» **TEXTAUSZUG**
╔══
Im Laufe der letzten Monate befanden viele Rezensenten das vorliegende Buch als zu platt, und langweilig. Hier wäre nicht jenes literarische Potenzial bemerkbar, das Nick Hornby ansonsten auszeichnet. Es geschehe zu wenig, und irgendwie sei es logisch, aus diesem Stoff einen Film zu machen. Tatsächlich wird dies ja schon bald geschehen.

Es ist zweifellos schwierig, das Tabuthema Selbstmord in einer Weise umzusetzen, sodass es nicht im Abgrund endet. Die vier Protagonisten beschließen zufälligerweise am selben Tag (Jahresende) ihr Leben durch einen Sprung aus riesiger Höhe zu beenden. Doch der Eine kommt der Anderen in die Quere, und so kommen die Vier miteinander ins Gespräch. Sie beschließen, ihr Dasein vor den Anderen zu erklären zu suchen, und nach nur wenigen Stunden landen sie in einem zwielichtigen Schuppen, und wollen eine Beziehung kitten, die eigentlich nie existiert hat.

Maureen will sich umbringen, weil sie ihr Leben mit einem behinderten Sohn nicht mehr länger ertragen mag. JJ ist seiner Band verlustigt gegangen, und möchte nicht abseits der Musik ein banales Leben gestalten. Martin, der Talkmaster, stolperte über eine Affäre mit einem viel zu jungen Mädchen. Und Jess weiß schon in jungen Jahren, dass es keine große Liebe geben kann. Diese vier äußerst unterschiedlichen Charaktere schreiben bzw. erzählen selbstreflexiv über die Geschehnisse innerhalb und außerhalb der seltsamen Clique. Sie fühlen sich einander durch ihre Absicht, sich das Leben nehmen zu wollen, verbunden. Doch mit der Zeit wird klar, dass die vorgegebenen Gründe für die Selbstmorde nicht haltbar sind. Wobei sich daran die Frage anknüpft, ob es überhaupt einen Grund geben kann, Selbstmord zu verüben?

Jeden Tag bringen sich etwa in Österreich laut einer vor kurzem veröffentlichten Studie bis zu vier Menschen um. Ergibt pro Jahr zumindest 1.400 Selbstmörder. Das sind mehr Menschen, als im Straßenverkehr zu Tode kommen. Allerdings steht davon nur sehr selten in den Zeitungen zu lesen. Es ist wohl nicht "spektakulär" genug, wenn sich ein Mensch das Leben nimmt. Hie und da lesen wir in den Medien von Schülern, die aus dem Fenster eines Klassenzimmers springen. Wenn sich öffentlich bekannte Menschen bzw. sogenannte "Promis" selbst zu Tode bringen, ist dies einen Bericht in den Medien "wert".
╚══
» **AUFGABEN**
A) Schreib den Teil des Textauszugs neu, der bei den Worten "Im Laufe der" beginnt und nach "nie existiert hat." endet, und benenne dabei "Protagonisten" in "Hauptfiguren" um.
B) Welche Romanfiguren nennt der Textauszug beim Namen?
Die Zeilen des Datensatzes werden hier nicht gebraucht.

» **DATENSATZ**
╔══
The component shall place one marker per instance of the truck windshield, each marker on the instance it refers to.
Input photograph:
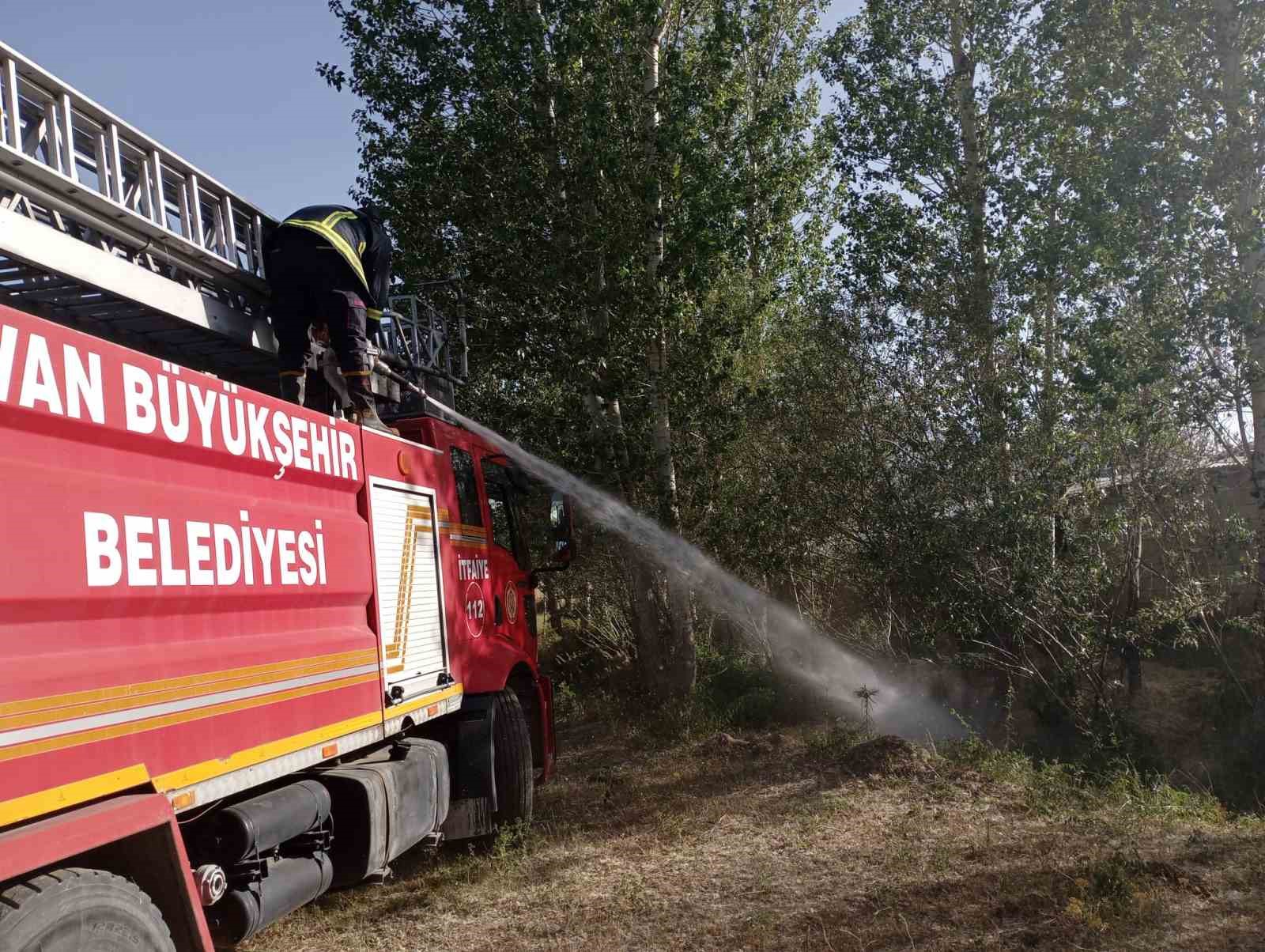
╚══
» **LÖSUNGEN**
A)
Im Laufe der letzten Monate befanden viele Rezensenten das vorliegende Buch als zu platt, und langweilig. Hier wäre nicht jenes literarische Potenzial bemerkbar, das Nick Hornby ansonsten auszeichnet. Es geschehe zu wenig, und irgendwie sei es logisch, aus diesem Stoff einen Film zu machen. Tatsächlich wird dies ja schon bald geschehen.

Es ist zweifellos schwierig, das Tabuthema Selbstmord in einer Weise umzusetzen, sodass es nicht im Abgrund endet. Die vier Hauptfiguren beschließen zufälligerweise am selben Tag (Jahresende) ihr Leben durch einen Sprung aus riesiger Höhe zu beenden. Doch der Eine kommt der Anderen in die Quere, und so kommen die Vier miteinander ins Gespräch. Sie beschließen, ihr Dasein vor den Anderen zu erklären zu suchen, und nach nur wenigen Stunden landen sie in einem zwielichtigen Schuppen, und wollen eine Beziehung kitten, die eigentlich nie existiert hat.

B) Maureen, JJ, Martin, Jess